• [Excerpt to read]
BEGIN

A detailed inventory of animals killed on area roads has identified 22 areas in the Sacramento region where drivers are most likely to encounter wildlife crossing a roadway.
The release of the report on roadkill hotspots is considered a crucial tool to help drivers avoid possible fatal accidents and is being seen as a guide for scientists and agencies who seek to protect endangered species and other wildlife that cross roads and freeways.
The report, authored by Fraser Shilling of the UC Davis Road Ecology Center, culled volunteer observer reports of such incidents from 2009-2014 to establish where collisions between cars and animals were occurring.
The region’s hotspots include several points along Interstate 80 and and I-5. One is a stretch of I-80 over the Yolo Bypass where bird strikes are common.
Another is a stretch of I-80 where the freeway and Highway 49 converge in Auburn near the American River, “where there is no opportunity to go under the highway,” said Shilling, “so wildlife will go over it.”
Between April 1, 2010, and March 30, 2013, there were 365 crashes involving wildlife, livestock and other animals in the state Department of Transportation’s District 3, said Caltrans spokesman Mark Dinger. The district includes Sacramento and 11 Northern California counties, covering I-80 from Davis to the California/Nevada state line and I-5 from north of Stockton to north of Orland.
Statewide, Caltrans inventoried 3,126 reported collisions involving animals, Dinger said.
One human fatality in Sacramento County has been attributed to a wildlife collision since 2006.
Shilling said the roadkill report was compiled with the help of 1,100 volunteer observers throughout the state, including himself. The survey is the most extensive database documenting animal and vehicle collisions in California.
“Last year it seems like there has been an increase in rate of deer getting hit,” said Shilling. He said observation of deer hit by autos more than doubled last year.
He speculates that the drought may have something to do with it.
“They’re moving around more,” said Shilling. “They get moisture from vegetation, and they were probably having a hard time getting enough to eat.”
Despite the increase in deer mortality, roadkill observations overall have gone down slightly this year, said Shilling.
He believes the decline is not reflective of animals avoiding roadways. Instead he believes that roadways are decreasing wildlife populations, resulting in fewer roadkill observations.
The roadway hotspot with the most animal deaths is State Route 70 near Portola Valley. That stretch of road had 343 animals from 25 species killed in the roadway.
Shilling said that the numbers are deceptive, as the large majority of encounters between cars and animals go unreported.
The actual mortality on freeways and highways and streets is “much, much higher than this report represents,” said Doug Long, one the most prolific observers contributing to the database, with more than 3,000 roadkill observations logged since the effort began six years ago. Long is professor of ecology and biology at St. Mary’s College.
During a drive from Riverside to Oakland, Long used a special application on his phone to log 80 different species of roadkill he encountered on the drive. These include a wide variety of species – from snakes to birds, he said.
“You have to remember that the data points in the report have been collected by people (who) represent a very small fraction of all the people in California,” said Long.
Long said it is likely that 99 percent of encounters between wildlife and vehicles are never recorded.

END

[Stored entries]
BEGIN

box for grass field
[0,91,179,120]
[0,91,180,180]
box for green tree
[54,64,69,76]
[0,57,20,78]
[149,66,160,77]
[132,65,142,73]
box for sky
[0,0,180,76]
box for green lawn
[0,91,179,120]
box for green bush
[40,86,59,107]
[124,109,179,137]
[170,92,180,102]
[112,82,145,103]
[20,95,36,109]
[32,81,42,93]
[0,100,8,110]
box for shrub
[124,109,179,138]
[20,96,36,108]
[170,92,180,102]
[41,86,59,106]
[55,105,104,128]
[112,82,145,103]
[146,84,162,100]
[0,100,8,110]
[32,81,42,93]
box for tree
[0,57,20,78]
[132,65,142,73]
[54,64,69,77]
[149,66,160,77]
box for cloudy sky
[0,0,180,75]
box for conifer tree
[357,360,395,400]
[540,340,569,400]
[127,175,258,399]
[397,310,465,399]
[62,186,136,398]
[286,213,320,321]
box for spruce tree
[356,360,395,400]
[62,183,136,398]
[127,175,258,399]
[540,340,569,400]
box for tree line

END

• [What to work on]
(1) Using the roadkill article, decide whether each statement agrees with it: (a) The report drew on volunteer observer reports from 2009-2014. (b) Roadkill observations overall rose this year. (c) The hotspot with the most animal deaths lies on Interstate 80. Answer yes or no for each, quoting the words that settle it.
(2) According to the roadkill article, how many volunteer observers helped compile the report?

• [Answer section]
(1)
(a) Yes: "culled volunteer observer reports of such incidents from 2009-2014"
(b) No: "roadkill observations overall have gone down slightly this year"
(c) No: "The roadway hotspot with the most animal deaths is State Route 70 near Portola Valley."

(2) 1,100 volunteer observers throughout the state helped compile it.